### Stored rows:
>>
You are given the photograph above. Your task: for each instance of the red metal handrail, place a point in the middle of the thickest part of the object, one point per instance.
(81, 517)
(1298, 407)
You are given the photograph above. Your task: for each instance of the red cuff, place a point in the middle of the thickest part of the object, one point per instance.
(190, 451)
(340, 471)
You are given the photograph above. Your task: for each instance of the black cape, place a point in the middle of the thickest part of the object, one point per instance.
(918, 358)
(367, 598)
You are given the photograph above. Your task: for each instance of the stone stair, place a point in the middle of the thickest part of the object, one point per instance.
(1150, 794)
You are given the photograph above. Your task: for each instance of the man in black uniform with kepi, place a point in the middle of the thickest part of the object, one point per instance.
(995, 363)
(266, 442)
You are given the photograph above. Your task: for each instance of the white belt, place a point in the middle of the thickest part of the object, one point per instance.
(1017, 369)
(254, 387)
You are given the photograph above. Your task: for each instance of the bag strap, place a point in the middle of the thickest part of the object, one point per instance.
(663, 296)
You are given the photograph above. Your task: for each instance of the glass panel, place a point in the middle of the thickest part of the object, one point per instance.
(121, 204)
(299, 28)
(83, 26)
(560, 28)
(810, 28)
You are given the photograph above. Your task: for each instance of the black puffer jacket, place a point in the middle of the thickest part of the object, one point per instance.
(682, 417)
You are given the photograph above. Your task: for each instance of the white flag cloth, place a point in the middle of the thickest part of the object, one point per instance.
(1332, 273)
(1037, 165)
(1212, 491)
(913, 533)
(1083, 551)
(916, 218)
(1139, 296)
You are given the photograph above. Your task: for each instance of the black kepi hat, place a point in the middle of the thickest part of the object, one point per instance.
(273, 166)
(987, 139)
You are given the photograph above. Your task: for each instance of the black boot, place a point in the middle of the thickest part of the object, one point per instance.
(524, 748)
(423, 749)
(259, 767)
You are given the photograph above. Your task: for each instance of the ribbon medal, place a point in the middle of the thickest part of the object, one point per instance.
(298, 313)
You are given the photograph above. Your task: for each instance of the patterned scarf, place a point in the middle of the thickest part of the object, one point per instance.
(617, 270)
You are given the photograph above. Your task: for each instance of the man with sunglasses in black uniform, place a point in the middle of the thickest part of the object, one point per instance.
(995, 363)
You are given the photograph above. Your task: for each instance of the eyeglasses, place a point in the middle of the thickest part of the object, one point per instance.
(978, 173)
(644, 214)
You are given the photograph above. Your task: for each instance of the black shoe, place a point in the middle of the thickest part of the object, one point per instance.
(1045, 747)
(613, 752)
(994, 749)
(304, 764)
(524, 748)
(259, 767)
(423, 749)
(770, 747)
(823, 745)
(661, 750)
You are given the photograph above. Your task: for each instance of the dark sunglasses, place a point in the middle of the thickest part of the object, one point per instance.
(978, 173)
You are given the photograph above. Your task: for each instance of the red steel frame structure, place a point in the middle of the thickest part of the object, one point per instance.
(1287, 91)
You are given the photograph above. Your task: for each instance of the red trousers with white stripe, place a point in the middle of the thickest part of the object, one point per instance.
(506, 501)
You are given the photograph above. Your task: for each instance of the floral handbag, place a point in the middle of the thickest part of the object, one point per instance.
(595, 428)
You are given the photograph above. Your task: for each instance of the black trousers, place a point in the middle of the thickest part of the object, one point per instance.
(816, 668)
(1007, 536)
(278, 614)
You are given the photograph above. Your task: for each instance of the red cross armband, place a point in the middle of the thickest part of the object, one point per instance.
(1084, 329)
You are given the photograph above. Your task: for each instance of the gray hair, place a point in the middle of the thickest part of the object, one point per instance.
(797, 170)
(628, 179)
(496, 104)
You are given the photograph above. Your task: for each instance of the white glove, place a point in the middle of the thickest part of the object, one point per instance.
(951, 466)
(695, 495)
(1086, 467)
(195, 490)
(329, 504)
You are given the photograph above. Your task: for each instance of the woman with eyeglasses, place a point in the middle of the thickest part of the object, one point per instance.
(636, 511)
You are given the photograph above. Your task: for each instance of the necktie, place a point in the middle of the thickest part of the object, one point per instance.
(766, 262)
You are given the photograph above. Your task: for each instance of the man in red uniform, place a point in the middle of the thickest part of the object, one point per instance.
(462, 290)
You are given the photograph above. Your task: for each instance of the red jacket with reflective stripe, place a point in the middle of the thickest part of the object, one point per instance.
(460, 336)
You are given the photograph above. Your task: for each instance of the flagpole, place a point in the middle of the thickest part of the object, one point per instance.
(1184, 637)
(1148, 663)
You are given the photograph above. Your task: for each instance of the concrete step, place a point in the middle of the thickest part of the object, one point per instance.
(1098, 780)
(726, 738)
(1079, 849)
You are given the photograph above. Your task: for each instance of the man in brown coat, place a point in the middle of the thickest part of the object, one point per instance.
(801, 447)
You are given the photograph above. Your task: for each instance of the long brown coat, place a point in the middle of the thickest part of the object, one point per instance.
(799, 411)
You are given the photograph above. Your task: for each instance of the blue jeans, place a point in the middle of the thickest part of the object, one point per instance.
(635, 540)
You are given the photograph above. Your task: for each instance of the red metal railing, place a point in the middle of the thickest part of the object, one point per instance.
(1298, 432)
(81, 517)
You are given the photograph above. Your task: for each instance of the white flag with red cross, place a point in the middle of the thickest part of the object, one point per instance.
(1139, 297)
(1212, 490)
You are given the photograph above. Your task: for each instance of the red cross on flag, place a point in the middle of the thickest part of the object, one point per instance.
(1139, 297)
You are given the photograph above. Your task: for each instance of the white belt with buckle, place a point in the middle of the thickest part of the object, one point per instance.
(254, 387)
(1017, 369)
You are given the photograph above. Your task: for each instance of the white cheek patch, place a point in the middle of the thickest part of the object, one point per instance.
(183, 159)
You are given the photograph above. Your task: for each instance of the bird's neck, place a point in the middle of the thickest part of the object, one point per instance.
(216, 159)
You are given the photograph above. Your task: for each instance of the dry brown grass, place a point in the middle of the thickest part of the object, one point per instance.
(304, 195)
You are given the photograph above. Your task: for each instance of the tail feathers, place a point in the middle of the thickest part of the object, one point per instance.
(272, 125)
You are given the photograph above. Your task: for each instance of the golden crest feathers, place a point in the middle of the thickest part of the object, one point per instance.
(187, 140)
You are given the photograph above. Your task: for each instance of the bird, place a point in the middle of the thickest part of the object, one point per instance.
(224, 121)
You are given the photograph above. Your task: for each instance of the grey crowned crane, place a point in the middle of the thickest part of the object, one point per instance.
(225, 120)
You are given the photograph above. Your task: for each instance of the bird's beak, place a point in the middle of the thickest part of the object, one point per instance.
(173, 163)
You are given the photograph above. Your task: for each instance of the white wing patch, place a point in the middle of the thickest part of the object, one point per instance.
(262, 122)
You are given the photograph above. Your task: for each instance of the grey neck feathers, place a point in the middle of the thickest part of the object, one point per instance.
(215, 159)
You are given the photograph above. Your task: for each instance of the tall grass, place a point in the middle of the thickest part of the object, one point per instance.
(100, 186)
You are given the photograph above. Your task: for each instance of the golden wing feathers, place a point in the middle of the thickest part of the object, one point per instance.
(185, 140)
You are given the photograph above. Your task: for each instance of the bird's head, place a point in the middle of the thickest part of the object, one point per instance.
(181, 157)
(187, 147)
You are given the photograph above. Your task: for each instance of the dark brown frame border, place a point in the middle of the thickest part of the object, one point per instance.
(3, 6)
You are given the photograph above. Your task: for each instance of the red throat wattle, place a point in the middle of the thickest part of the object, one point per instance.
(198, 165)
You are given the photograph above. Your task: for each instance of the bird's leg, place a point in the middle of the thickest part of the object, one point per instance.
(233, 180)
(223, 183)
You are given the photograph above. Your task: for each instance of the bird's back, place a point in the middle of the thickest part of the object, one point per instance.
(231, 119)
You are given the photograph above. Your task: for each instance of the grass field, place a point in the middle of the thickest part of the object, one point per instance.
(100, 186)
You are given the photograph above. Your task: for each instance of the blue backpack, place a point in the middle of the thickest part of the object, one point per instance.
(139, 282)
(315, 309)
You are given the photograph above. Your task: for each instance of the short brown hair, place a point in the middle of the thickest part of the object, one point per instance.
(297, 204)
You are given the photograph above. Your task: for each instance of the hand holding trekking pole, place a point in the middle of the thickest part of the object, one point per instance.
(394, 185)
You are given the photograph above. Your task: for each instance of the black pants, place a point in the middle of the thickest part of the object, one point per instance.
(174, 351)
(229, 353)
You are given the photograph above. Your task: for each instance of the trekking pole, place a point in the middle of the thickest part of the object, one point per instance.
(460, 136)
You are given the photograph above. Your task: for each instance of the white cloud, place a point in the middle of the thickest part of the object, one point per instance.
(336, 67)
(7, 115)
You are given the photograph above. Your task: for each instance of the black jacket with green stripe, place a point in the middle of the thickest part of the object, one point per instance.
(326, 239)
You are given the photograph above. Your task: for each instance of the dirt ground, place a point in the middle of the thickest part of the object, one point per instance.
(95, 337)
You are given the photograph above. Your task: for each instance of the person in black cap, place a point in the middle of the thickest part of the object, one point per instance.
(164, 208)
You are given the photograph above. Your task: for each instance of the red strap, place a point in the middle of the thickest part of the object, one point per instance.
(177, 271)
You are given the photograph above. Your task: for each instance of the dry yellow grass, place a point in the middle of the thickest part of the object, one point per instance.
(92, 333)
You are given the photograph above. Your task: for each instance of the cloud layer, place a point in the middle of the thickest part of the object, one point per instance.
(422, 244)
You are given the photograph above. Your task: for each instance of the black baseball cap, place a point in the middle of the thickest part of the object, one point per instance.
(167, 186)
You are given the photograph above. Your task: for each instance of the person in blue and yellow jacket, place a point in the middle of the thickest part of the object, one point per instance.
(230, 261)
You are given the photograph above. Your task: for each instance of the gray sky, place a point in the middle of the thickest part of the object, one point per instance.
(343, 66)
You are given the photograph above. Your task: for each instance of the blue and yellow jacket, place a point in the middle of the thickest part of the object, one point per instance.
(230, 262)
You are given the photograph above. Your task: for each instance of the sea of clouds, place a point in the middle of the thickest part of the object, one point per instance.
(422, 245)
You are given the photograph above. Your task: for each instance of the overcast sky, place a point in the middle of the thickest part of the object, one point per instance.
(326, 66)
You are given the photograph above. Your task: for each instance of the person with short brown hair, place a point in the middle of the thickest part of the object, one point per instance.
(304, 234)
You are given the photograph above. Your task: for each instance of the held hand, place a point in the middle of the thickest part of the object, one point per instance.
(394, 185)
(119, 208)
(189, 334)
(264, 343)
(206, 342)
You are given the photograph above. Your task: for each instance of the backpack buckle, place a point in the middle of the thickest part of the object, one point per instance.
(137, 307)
<<
### Exercise goal:
Output exactly the lines from the one containing "the person with" through the last line of the entries, both ends included.

### Complete output:
You are given the photograph above. Your task: for each instance of the person with short brown hair, place a point in the middle of the thickest part of the object, one point per instance.
(304, 234)
You are given the photograph above. Your task: for each instance of the held hand, place a point in the middle of the thickest part of the object, one point per instance.
(394, 185)
(119, 208)
(189, 334)
(264, 343)
(206, 342)
You are given the photograph above. Your task: for each instance of the backpack buckle, place a point in the middle of the thickest part of the object, one point per instance.
(137, 307)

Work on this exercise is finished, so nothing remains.